* Stated goal: Please rewrite the lines of all the items below as a numbered list, leaving out any blank lines. Omit the pictures from your answer.
# Start of Provided material
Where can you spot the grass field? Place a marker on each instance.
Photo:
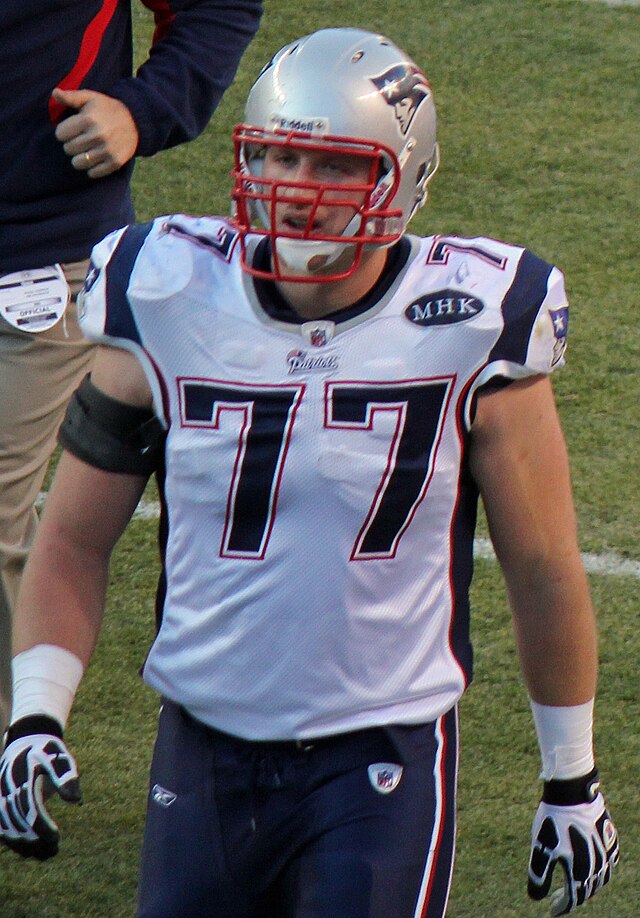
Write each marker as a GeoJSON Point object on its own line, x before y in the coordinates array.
{"type": "Point", "coordinates": [539, 125]}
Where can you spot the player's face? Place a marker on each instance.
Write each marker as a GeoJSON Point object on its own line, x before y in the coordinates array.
{"type": "Point", "coordinates": [299, 210]}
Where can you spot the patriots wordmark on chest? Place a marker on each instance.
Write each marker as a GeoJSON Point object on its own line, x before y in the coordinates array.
{"type": "Point", "coordinates": [444, 308]}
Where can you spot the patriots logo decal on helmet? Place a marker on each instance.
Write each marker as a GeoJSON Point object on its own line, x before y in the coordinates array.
{"type": "Point", "coordinates": [405, 87]}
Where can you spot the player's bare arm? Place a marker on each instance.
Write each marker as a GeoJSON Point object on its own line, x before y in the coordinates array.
{"type": "Point", "coordinates": [520, 463]}
{"type": "Point", "coordinates": [86, 512]}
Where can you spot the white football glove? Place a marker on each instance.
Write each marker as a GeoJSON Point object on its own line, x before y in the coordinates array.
{"type": "Point", "coordinates": [34, 764]}
{"type": "Point", "coordinates": [572, 827]}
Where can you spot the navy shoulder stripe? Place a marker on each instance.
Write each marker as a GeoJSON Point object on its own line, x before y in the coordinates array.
{"type": "Point", "coordinates": [120, 320]}
{"type": "Point", "coordinates": [520, 308]}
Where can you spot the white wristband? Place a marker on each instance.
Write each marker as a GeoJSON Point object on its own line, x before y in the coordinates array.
{"type": "Point", "coordinates": [45, 681]}
{"type": "Point", "coordinates": [565, 737]}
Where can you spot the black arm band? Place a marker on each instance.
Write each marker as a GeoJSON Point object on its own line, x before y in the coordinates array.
{"type": "Point", "coordinates": [110, 434]}
{"type": "Point", "coordinates": [32, 724]}
{"type": "Point", "coordinates": [572, 791]}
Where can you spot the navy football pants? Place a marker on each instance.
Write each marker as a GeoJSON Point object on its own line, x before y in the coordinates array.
{"type": "Point", "coordinates": [239, 829]}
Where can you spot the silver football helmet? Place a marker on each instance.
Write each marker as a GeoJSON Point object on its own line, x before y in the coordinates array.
{"type": "Point", "coordinates": [344, 91]}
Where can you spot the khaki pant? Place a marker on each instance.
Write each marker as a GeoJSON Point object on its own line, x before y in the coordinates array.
{"type": "Point", "coordinates": [38, 373]}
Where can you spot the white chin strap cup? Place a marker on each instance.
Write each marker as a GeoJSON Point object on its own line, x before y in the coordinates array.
{"type": "Point", "coordinates": [307, 257]}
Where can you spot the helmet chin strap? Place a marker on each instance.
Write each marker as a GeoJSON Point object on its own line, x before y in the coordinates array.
{"type": "Point", "coordinates": [308, 257]}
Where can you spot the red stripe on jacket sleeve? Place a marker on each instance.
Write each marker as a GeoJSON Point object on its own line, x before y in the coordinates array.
{"type": "Point", "coordinates": [89, 47]}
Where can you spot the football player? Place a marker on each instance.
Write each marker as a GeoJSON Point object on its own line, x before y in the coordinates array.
{"type": "Point", "coordinates": [324, 397]}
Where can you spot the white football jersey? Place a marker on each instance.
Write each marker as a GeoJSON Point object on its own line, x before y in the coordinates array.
{"type": "Point", "coordinates": [320, 512]}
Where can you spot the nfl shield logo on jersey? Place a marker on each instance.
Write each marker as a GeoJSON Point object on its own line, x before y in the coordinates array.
{"type": "Point", "coordinates": [384, 776]}
{"type": "Point", "coordinates": [162, 796]}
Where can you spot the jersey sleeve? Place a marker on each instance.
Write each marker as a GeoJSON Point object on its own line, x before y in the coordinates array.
{"type": "Point", "coordinates": [535, 317]}
{"type": "Point", "coordinates": [105, 314]}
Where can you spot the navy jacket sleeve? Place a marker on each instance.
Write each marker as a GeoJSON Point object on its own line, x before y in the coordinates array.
{"type": "Point", "coordinates": [195, 54]}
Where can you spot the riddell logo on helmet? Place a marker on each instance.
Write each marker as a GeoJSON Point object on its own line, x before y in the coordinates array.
{"type": "Point", "coordinates": [306, 125]}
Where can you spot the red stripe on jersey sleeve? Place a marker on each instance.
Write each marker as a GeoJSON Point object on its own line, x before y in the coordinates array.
{"type": "Point", "coordinates": [89, 47]}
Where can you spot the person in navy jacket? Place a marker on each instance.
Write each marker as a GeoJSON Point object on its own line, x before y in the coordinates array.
{"type": "Point", "coordinates": [73, 119]}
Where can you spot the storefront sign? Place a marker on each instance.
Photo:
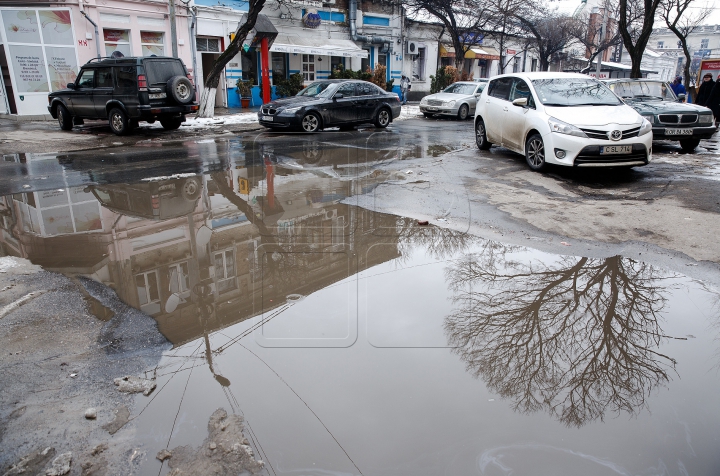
# End of Provided material
* Task answer:
1. Where can you spot the grass field? Place a marker on each instance.
2. Photo:
3. Write each marker as a GeoJSON Point object on its own line, x before y in the coordinates array.
4. {"type": "Point", "coordinates": [539, 125]}
5. Where can you spot the player's face? Place a marker on each instance.
6. Write each marker as a GeoJSON Point object on its own line, x before y in the coordinates array.
7. {"type": "Point", "coordinates": [299, 210]}
8. Where can you spot the patriots wordmark on chest? Place a marker on each instance.
9. Write each marker as a GeoJSON Point object on its own line, x before y in the coordinates array.
10. {"type": "Point", "coordinates": [444, 308]}
11. Where can you spot the patriots logo decal on helmet? Place a marker on each instance.
12. Write each marker as a GeoJSON Point object on its own line, x before y in the coordinates array.
13. {"type": "Point", "coordinates": [405, 87]}
14. Where can you spot the player's bare arm? Place a marker on each instance.
15. Write each marker as a GeoJSON Point object on its own line, x before y in the coordinates array.
16. {"type": "Point", "coordinates": [520, 463]}
17. {"type": "Point", "coordinates": [86, 512]}
18. Where can you spot the white football glove? Place a marker on each instance.
19. Write each marker as a GeoJSON Point object on its own line, x before y in the coordinates array.
20. {"type": "Point", "coordinates": [34, 764]}
21. {"type": "Point", "coordinates": [572, 827]}
22. Where can you spot the navy shoulder stripe? Place a marker on each instance.
23. Write each marker as a GeoJSON Point object on its own line, x before y in the coordinates array.
24. {"type": "Point", "coordinates": [120, 320]}
25. {"type": "Point", "coordinates": [520, 308]}
26. Where can you spot the white wristband? Place a marker on each instance.
27. Write each marker as a GeoJSON Point object on its own line, x before y in the coordinates array.
28. {"type": "Point", "coordinates": [45, 681]}
29. {"type": "Point", "coordinates": [565, 737]}
30. Where can you spot the black arm band? Place a marker on each instance.
31. Write each marker as a GeoJSON Point object on its own line, x before y in the coordinates array.
32. {"type": "Point", "coordinates": [110, 434]}
33. {"type": "Point", "coordinates": [32, 724]}
34. {"type": "Point", "coordinates": [572, 791]}
35. Where can you spot the navy football pants? Place a marker on each instance.
36. Write each marker as a GeoJSON Point object on its own line, x before y in the coordinates array.
37. {"type": "Point", "coordinates": [239, 829]}
38. Where can you spot the silver football helmet? Place a marker on each instance.
39. Write each marker as a GeoJSON Point object on its own line, x before y in the coordinates array.
40. {"type": "Point", "coordinates": [344, 91]}
41. Where can you spot the khaki pant? Place a marker on each instance.
42. Write each marker as a GeoJSON Point object on its own line, x before y in the coordinates array.
43. {"type": "Point", "coordinates": [38, 373]}
44. Where can you spot the white chin strap cup? Place a marker on each instance.
45. Write each marker as a GeoJSON Point object on its own line, x before y in the coordinates array.
46. {"type": "Point", "coordinates": [307, 257]}
47. Where can you spot the helmet chin strap? Place a marker on each instance.
48. Write each marker as a GeoJSON Point object on its own line, x before y in the coordinates array.
49. {"type": "Point", "coordinates": [308, 257]}
50. Where can you spot the red stripe on jacket sleeve? Place a marker on each instance.
51. Write each marker as a GeoJSON Point object on its own line, x before y in the coordinates array.
52. {"type": "Point", "coordinates": [89, 47]}
53. Where can you spot the football player? Place a marker on each instance.
54. Write each marker as a GeoJSON Point object on its own line, x before y in the coordinates array.
55. {"type": "Point", "coordinates": [324, 397]}
56. Where can you spot the white football jersey? Place a marker on each instance.
57. Write each marker as a GeoJSON Point object on its own line, x before y in the coordinates array.
58. {"type": "Point", "coordinates": [320, 512]}
59. Where can you spot the nfl shield logo on jersey? Place a marker on each instance.
60. Write each marker as a GeoJSON Point object on its own line, x before y in the coordinates array.
61. {"type": "Point", "coordinates": [384, 776]}
62. {"type": "Point", "coordinates": [162, 796]}
63. Where can you spot the jersey sleeve? Place a marker on each instance.
64. Write each marker as a GeoJSON Point object on its own line, x before y in the coordinates array.
65. {"type": "Point", "coordinates": [535, 317]}
66. {"type": "Point", "coordinates": [105, 314]}
67. Where can you spot the navy jacket sleeve? Place a marker on each instance.
68. Write each marker as a GeoJSON Point object on its own line, x before y in the coordinates array.
69. {"type": "Point", "coordinates": [195, 54]}
70. Where can you spot the riddell logo on helmet? Place a marker on each instance.
71. Write each marker as a GeoJSON Point object on its own line, x before y in the coordinates array.
72. {"type": "Point", "coordinates": [306, 125]}
73. Where can you spot the red stripe on jersey sleeve? Place a marker on each instance.
74. Write each marker as a GeoJSON Point object on its own line, x before y in the coordinates array.
75. {"type": "Point", "coordinates": [89, 47]}
76. Where can you spot the person in navy jacket? Place a marker on each instance.
77. Write each marker as a GeoJSON Point object on its own line, x before y in the coordinates array.
78. {"type": "Point", "coordinates": [73, 119]}
79. Where can you spot the storefront sign? Place a marker on each instance.
80. Photo:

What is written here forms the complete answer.